▶ **Exercise**:
Leaving out any pictures, transcribe every record exactly.
═══ Record excerpts
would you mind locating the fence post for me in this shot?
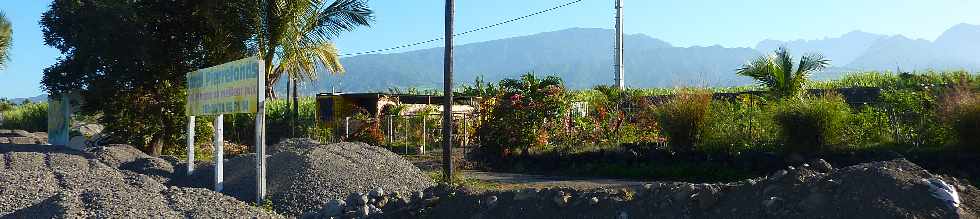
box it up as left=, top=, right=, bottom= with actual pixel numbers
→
left=345, top=117, right=350, bottom=139
left=421, top=115, right=427, bottom=155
══════
▶ **Output for this exercise**:
would you mind locating the fence post for me in this shot?
box it up as left=, top=, right=, bottom= with actual pixel numbers
→
left=345, top=117, right=350, bottom=139
left=421, top=115, right=427, bottom=155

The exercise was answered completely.